Present the data once more in exactly its original form.

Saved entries
________________________

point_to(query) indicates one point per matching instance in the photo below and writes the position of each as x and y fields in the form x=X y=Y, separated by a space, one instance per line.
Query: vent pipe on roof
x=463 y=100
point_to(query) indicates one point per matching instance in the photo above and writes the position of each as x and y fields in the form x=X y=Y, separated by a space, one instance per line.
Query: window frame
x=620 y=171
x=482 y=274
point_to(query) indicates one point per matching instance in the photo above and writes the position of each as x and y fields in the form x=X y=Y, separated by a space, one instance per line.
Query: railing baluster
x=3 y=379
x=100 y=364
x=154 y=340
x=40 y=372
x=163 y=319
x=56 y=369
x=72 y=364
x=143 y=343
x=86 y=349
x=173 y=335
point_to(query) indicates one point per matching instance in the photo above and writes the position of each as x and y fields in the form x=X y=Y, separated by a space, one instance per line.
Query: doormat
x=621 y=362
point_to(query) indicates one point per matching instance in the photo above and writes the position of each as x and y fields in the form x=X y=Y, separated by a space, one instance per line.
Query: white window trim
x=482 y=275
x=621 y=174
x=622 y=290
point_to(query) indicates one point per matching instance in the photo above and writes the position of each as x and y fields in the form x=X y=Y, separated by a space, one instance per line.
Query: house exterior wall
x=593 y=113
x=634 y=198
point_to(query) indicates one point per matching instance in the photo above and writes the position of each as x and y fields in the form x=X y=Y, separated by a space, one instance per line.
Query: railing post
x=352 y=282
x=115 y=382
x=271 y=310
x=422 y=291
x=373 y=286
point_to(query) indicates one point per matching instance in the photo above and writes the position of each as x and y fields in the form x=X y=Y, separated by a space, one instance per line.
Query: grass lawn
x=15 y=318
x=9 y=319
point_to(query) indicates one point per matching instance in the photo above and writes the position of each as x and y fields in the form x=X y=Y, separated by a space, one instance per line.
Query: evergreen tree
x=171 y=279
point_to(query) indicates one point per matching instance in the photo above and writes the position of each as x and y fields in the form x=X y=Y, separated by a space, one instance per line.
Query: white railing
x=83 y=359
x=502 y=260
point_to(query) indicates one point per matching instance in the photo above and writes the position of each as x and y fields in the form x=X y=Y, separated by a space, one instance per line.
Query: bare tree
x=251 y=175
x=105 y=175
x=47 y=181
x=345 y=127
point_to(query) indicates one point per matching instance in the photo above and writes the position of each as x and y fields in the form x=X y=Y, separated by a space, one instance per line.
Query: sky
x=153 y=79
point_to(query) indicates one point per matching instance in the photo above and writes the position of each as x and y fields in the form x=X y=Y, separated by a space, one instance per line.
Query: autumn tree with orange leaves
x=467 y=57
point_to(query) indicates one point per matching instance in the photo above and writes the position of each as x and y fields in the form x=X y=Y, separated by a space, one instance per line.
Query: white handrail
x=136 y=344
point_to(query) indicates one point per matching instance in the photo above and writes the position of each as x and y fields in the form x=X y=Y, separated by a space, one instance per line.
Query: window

________________________

--- Exercise solution ---
point_to(query) indicates one point per matching instance in the photo below and writes the position of each as x and y fields in the form x=X y=Y, separated by a space, one instance per line.
Query: vent pipe on roof
x=463 y=100
point_to(query) indicates one point per matching instance in the photo above and writes the position of each as x and y fields in the form x=X y=Y, separated by a space, one instance per line.
Query: window frame
x=620 y=171
x=482 y=274
point_to(query) indicates one point per matching instance in the photo above and writes the position of each as x and y fields in the form x=X y=Y, separated by a space, one instance per line.
Query: railing baluster
x=3 y=379
x=100 y=364
x=154 y=340
x=40 y=372
x=163 y=319
x=56 y=369
x=72 y=364
x=143 y=343
x=86 y=349
x=173 y=335
point_to(query) indicates one point per matching instance in the photo above and writes the position of each as x and y fields in the form x=X y=Y, separated by a space, one instance per line.
Query: doormat
x=621 y=362
point_to(query) indicates one point per matching instance in the photo above and writes the position of each as x and y fields in the form x=X y=Y, separated by a space, one instance per line.
Query: white window trim
x=482 y=275
x=621 y=174
x=622 y=290
point_to(query) indicates one point per matching instance in the photo above and writes the position of each as x and y fields in the form x=X y=Y, separated by a space, one instance per line.
Query: house exterior wall
x=593 y=113
x=634 y=198
point_to(query) indicates one point per matching instance in the photo above and writes the position of each as x and y fields in the form x=X y=Y, separated by a space, one instance per line.
Query: railing post
x=352 y=282
x=115 y=382
x=271 y=310
x=422 y=291
x=373 y=286
point_to(query) indicates one point per matching instance in the photo above and writes the position of each as x and y fields in the form x=X y=Y, separated by a space, one instance per line.
Query: grass lawn
x=15 y=318
x=9 y=319
point_to(query) indicates one point per matching instance in the photo above and writes the position of each as x and y fields in the form x=X y=Y, separated by a space, one instance per line.
Query: evergreen tree
x=171 y=279
point_to(query) indicates one point per matching instance in the photo above and writes the position of each as x and y fields in the form x=X y=Y, separated by a space, one instance per line.
Query: white railing
x=83 y=359
x=502 y=260
point_to(query) indicates one point per matching instance in the photo above and writes the position of each as x and y fields in the form x=X y=Y, separated by a space, one instance per line.
Query: bare tree
x=251 y=175
x=105 y=175
x=47 y=181
x=345 y=127
point_to(query) indicates one point per matching instance in the photo above and writes the position of each as x and y fields in the form x=X y=Y, separated by a space, one instance per line.
Query: sky
x=153 y=79
point_to(query) indicates one point per matching instance in the photo above and writes the position of each as x and y fields in the form x=X y=Y, separated by a space, one instance per line.
Query: autumn tree with orange leaves
x=467 y=57
point_to(query) indicates one point per matching instance in the photo above and writes the position of each as x and y fields in the form x=X y=Y, separated by a space, one instance per line.
Query: white handrail
x=136 y=344
point_to(query) indicates one point per matching instance in the photo above and writes the position of each as x and y fields in the form x=X y=Y, separated by a space, one instance per line.
Query: window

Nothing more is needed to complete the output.